# EXERCISE:
Examine each line of the data, and copy the ones containing "steeple".

[Items from a data source]
*-*-*

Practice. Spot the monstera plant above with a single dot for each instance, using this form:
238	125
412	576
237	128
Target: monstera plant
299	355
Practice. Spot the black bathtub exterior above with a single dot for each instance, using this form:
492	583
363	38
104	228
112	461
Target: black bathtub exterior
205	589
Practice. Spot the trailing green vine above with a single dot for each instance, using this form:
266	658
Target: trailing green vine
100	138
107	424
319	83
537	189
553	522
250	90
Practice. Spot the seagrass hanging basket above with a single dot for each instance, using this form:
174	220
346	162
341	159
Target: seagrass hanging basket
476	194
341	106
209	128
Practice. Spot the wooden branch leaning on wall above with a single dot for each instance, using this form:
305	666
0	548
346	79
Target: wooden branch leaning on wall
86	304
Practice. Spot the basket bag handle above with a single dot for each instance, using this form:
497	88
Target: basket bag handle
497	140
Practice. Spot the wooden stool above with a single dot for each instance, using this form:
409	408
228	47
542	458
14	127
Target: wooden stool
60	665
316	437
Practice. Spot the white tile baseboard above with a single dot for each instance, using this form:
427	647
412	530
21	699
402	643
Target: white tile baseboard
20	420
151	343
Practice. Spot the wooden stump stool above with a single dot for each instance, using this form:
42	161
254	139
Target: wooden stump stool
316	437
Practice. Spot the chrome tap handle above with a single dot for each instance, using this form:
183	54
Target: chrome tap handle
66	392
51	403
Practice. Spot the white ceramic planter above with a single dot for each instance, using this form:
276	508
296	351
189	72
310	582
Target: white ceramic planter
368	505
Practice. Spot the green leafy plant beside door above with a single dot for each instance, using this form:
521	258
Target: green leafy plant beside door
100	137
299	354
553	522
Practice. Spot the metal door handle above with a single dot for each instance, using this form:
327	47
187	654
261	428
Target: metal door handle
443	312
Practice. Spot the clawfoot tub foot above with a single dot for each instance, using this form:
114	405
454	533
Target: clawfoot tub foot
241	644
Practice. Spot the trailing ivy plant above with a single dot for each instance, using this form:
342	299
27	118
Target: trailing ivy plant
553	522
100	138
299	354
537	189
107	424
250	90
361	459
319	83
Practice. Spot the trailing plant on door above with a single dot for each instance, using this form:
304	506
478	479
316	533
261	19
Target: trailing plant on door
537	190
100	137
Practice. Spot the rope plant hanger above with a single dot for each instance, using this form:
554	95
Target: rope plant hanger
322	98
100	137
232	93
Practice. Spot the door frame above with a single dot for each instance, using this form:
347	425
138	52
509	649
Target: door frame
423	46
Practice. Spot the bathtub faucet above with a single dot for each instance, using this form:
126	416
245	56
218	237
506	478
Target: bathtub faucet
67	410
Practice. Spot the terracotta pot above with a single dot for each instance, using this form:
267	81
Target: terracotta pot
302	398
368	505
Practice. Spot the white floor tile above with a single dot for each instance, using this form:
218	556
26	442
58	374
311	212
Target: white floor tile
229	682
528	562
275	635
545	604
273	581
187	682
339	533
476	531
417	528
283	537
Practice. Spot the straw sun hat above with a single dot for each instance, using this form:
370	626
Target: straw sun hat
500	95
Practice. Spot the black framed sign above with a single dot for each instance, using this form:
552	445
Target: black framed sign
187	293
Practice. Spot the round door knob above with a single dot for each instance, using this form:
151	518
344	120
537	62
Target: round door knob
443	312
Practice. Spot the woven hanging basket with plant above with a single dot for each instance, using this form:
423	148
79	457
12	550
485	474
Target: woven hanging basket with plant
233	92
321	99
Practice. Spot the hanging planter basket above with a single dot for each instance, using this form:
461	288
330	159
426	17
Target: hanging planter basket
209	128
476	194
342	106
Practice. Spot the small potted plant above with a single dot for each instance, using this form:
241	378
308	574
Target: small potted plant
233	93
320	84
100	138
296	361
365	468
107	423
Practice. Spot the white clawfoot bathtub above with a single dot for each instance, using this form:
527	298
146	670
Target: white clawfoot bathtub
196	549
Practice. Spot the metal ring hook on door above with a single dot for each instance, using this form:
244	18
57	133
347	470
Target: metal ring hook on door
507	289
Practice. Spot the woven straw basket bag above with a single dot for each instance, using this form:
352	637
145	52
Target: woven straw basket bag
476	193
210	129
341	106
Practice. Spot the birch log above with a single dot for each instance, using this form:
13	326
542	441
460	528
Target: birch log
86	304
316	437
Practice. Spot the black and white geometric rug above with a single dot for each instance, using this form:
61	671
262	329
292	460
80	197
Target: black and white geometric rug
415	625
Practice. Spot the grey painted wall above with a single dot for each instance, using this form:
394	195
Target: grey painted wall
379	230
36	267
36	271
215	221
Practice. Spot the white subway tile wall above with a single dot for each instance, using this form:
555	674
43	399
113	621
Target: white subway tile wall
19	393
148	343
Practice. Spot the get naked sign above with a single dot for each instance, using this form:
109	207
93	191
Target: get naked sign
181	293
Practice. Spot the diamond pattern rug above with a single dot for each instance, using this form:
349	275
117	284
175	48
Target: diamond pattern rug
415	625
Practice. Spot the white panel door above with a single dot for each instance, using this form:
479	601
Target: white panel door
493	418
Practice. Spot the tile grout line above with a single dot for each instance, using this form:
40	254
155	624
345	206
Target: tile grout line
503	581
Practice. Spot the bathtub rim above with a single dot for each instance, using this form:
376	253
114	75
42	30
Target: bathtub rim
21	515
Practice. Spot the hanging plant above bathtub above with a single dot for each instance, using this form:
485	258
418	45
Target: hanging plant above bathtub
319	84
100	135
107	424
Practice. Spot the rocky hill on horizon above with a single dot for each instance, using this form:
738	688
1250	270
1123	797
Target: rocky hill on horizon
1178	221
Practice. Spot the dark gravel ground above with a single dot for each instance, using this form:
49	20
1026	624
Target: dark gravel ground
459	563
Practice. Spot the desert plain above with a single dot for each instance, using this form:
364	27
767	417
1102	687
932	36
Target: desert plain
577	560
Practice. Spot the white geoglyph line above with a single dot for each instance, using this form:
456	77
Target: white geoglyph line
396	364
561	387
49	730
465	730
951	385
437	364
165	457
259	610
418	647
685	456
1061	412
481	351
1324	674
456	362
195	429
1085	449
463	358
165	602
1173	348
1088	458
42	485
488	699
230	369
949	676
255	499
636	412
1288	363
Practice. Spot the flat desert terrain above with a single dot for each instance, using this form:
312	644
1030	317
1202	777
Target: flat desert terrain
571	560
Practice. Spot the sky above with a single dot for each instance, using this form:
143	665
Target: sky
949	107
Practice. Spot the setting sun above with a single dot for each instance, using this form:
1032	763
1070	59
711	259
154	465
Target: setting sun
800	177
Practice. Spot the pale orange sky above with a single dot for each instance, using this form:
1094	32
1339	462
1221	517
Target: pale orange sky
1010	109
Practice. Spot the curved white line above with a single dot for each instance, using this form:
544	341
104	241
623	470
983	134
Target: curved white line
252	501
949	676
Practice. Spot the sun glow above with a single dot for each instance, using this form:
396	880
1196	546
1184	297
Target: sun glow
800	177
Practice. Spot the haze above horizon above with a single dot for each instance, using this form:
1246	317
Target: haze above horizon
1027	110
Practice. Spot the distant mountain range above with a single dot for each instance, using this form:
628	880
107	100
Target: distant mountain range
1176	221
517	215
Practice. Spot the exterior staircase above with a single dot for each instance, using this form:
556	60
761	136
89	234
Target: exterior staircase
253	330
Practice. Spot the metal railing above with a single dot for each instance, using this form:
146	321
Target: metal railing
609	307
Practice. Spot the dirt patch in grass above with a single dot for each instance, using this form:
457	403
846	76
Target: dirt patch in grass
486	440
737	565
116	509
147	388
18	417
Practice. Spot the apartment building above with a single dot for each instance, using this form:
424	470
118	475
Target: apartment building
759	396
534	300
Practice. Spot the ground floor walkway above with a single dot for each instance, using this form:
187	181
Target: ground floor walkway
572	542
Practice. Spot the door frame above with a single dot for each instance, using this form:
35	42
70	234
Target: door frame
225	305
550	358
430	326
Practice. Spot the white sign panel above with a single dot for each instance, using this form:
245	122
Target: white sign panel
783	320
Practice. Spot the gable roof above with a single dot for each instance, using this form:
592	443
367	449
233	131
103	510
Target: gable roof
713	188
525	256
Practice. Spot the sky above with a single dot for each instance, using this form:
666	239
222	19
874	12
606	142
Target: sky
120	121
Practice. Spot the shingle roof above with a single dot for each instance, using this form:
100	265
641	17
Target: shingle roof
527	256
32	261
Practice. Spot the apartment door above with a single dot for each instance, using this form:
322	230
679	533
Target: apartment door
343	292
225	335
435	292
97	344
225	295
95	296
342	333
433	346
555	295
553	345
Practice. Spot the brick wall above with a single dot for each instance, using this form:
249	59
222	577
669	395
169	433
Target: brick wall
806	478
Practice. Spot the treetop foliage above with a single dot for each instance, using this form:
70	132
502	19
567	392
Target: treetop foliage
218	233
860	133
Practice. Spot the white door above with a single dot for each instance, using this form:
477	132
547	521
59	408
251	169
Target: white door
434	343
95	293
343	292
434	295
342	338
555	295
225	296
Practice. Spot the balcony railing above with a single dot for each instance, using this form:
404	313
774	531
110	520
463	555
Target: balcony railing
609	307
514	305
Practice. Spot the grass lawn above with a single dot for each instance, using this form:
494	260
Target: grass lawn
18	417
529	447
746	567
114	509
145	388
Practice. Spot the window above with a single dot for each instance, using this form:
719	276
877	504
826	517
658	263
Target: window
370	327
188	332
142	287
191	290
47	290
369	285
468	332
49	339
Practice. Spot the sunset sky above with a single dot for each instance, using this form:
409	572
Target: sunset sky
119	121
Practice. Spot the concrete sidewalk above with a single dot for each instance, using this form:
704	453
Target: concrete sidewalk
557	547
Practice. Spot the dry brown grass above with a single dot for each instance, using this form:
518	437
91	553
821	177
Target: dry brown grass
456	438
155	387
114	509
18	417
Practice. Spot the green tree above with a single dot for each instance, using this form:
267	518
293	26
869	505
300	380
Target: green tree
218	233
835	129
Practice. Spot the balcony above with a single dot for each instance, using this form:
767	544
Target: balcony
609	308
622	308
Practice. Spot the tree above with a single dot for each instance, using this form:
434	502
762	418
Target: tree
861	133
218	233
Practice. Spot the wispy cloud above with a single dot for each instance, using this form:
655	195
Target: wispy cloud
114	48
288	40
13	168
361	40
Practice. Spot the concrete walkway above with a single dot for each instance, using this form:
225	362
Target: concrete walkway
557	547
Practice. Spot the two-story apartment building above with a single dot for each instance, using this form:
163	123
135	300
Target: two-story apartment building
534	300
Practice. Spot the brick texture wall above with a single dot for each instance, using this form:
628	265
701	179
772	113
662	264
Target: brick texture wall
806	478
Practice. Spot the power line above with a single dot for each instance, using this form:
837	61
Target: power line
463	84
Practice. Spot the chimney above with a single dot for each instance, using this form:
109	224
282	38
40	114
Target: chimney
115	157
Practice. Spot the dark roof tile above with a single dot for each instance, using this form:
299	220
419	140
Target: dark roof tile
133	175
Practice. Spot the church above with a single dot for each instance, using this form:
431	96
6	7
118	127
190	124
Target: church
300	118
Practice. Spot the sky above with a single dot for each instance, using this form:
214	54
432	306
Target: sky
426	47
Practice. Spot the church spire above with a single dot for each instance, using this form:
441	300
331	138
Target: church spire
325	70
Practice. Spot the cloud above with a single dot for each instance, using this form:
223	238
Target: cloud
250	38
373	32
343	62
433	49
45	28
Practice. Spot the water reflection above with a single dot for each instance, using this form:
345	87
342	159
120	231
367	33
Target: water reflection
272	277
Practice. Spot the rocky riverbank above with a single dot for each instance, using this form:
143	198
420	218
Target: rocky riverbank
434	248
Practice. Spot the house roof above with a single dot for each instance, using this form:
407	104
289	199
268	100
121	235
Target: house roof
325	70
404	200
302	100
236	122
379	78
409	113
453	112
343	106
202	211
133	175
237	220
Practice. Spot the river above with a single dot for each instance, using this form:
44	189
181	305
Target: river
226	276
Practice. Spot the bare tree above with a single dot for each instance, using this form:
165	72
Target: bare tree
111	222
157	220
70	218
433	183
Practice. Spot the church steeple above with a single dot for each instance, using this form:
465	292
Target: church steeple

*-*-*

# ANSWER TO THE EXERCISE:
Practice. Spot the church steeple above with a single dot for each instance, using this form:
Target: church steeple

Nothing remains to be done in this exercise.